##### Provided entries
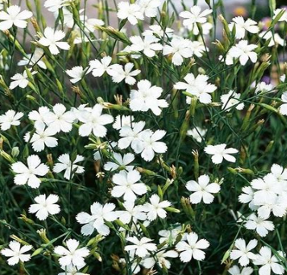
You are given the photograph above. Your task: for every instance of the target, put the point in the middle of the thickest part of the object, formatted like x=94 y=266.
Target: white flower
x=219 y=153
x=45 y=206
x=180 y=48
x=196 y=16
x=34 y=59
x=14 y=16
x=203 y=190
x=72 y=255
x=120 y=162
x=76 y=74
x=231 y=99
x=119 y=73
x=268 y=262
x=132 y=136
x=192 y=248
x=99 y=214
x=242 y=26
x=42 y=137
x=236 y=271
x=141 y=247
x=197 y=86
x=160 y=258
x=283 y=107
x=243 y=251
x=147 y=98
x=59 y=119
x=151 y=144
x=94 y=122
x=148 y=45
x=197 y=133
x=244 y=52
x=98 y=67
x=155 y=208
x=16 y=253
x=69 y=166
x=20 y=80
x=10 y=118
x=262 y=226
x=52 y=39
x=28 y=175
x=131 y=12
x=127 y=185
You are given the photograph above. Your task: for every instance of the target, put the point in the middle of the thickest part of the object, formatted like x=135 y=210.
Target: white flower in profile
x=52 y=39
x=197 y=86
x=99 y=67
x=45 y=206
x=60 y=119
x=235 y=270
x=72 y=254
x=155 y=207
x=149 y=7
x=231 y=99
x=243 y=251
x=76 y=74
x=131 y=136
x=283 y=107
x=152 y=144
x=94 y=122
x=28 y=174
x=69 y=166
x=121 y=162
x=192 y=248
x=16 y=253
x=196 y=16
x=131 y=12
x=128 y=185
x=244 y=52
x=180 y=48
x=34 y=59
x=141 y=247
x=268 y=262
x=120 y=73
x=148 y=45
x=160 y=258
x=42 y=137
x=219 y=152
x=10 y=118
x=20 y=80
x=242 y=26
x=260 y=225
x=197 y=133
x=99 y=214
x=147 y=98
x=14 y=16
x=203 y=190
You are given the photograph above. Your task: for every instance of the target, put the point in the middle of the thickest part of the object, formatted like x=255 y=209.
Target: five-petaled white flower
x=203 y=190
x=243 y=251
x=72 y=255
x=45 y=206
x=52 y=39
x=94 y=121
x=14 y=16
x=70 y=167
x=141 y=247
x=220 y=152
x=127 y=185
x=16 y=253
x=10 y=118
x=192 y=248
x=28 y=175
##########
##### Provided entries
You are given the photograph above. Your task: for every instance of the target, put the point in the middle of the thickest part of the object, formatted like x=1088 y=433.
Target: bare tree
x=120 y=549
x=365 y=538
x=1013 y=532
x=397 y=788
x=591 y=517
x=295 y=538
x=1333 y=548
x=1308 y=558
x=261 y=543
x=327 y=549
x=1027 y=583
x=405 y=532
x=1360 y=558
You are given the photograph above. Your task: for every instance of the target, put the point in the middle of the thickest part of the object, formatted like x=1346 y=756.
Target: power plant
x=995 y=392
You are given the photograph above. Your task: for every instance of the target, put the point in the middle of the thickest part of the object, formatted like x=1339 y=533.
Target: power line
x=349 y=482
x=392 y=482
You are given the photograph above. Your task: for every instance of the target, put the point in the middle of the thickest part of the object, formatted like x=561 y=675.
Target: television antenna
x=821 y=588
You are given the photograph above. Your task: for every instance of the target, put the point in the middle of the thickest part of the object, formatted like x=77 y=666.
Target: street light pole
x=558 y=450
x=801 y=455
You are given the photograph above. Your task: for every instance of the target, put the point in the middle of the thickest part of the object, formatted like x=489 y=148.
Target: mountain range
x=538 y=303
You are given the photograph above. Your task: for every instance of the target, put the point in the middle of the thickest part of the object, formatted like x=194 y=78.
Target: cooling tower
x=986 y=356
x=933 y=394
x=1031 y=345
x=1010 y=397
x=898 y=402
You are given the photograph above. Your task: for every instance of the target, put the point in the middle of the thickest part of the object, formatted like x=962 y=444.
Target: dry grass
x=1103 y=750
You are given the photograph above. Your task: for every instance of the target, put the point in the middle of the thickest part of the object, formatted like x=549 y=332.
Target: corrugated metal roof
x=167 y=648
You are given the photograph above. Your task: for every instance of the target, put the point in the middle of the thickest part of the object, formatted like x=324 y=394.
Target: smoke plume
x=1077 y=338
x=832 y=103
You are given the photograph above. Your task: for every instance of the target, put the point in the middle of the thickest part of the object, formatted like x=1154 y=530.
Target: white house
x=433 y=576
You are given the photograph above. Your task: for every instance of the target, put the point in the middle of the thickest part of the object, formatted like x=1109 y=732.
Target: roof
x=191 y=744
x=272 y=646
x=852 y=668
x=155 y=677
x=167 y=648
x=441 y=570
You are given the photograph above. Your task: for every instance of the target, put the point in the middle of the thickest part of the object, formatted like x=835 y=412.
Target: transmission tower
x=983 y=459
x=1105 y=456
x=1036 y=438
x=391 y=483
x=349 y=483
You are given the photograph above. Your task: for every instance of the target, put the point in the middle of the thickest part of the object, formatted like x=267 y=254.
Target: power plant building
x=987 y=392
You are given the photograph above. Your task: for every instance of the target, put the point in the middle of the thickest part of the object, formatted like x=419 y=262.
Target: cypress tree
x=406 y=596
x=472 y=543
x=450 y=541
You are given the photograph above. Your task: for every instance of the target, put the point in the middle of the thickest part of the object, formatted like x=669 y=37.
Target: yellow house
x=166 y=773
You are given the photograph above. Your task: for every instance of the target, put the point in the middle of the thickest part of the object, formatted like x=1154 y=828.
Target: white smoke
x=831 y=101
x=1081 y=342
##########
##### Provided entries
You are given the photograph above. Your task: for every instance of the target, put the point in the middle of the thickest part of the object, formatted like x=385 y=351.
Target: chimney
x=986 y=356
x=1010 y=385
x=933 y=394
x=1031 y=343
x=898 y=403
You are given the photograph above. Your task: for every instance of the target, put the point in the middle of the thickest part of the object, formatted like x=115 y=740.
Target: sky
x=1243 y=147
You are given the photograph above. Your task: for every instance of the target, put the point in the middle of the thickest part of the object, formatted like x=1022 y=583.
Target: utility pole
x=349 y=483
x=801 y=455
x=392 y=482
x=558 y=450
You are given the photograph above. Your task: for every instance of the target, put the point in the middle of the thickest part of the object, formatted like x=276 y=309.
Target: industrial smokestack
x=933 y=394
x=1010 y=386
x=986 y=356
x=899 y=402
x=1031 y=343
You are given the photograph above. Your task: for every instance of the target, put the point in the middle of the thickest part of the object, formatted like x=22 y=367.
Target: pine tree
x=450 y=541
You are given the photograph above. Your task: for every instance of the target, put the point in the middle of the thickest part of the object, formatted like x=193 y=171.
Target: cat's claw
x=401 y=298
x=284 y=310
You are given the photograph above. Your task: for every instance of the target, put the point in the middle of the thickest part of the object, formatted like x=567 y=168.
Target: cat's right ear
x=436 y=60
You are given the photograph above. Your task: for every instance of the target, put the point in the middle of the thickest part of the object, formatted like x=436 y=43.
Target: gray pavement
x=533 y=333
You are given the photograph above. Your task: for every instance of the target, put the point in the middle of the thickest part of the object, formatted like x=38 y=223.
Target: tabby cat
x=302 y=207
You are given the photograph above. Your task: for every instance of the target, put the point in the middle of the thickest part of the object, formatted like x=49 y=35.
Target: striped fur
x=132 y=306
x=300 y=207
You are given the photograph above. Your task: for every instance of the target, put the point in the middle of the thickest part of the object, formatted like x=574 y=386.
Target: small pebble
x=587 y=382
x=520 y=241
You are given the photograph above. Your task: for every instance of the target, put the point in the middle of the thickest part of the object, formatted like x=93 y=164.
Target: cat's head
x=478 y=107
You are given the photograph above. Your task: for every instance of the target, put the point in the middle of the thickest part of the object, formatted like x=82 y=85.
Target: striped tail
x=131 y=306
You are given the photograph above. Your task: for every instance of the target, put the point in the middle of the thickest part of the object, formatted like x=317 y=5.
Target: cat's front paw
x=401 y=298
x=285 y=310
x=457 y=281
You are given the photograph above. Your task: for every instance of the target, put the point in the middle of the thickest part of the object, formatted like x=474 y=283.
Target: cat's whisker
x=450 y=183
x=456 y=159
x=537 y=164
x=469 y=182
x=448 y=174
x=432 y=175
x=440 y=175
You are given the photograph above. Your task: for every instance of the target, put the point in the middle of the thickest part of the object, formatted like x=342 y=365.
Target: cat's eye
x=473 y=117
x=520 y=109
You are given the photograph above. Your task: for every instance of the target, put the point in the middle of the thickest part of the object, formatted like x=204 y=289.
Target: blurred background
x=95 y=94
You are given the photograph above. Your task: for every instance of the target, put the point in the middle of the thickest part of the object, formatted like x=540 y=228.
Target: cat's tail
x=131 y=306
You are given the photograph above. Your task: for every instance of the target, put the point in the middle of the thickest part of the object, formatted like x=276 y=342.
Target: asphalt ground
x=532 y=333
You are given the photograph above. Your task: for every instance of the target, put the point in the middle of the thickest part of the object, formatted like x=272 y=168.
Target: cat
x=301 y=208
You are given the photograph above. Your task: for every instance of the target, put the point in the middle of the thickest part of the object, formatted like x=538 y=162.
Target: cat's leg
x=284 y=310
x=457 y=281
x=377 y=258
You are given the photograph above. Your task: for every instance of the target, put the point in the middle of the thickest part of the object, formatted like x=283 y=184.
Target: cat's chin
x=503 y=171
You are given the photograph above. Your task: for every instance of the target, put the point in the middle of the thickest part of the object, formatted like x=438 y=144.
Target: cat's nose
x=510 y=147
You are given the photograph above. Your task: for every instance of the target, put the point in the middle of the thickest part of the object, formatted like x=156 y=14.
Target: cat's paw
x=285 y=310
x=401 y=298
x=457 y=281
##########
▶ [Aim of the task]:
Of the entries above, repeat exactly the lines from the line with "Target: bare tree" through the line with "like x=962 y=444.", both of them included.

▶ [Answer section]:
Target: bare tree
x=120 y=549
x=365 y=538
x=1013 y=532
x=397 y=788
x=591 y=517
x=295 y=538
x=1333 y=548
x=1308 y=558
x=261 y=543
x=327 y=549
x=1027 y=583
x=405 y=532
x=1360 y=558
You are given the photograph above. Your task: for every instance of the target, put the point in the middle of the thickest part of the object, formatted like x=1346 y=756.
Target: power plant
x=995 y=392
You are given the photograph above. Your task: for every instance of the target, put the point in the middle of the thickest part of the object, formatted like x=1339 y=533.
Target: power line
x=349 y=482
x=392 y=482
You are given the photograph above. Your task: for every instance of the target, put the point in the middle of the thickest part of the object, formatted like x=561 y=675.
Target: television antenna
x=821 y=588
You are given the photograph above. Your task: for every instance of the target, put the point in the middle of the thickest part of the object, formatted like x=77 y=666.
Target: street light pole
x=558 y=450
x=801 y=455
You are given the photograph above. Your task: for every instance of the target, put the point in the middle of the thickest part of the object, formatted like x=489 y=148.
Target: mountain range
x=538 y=303
You are given the photograph above. Your task: for every instance of the target, put the point in the middle of the thickest part of the object, formatted like x=194 y=78.
Target: cooling tower
x=986 y=356
x=933 y=394
x=1031 y=345
x=1010 y=397
x=898 y=402
You are given the photograph above. Your task: for every instance of the target, put the point in the middle of the thickest part of the object, formatted like x=962 y=444.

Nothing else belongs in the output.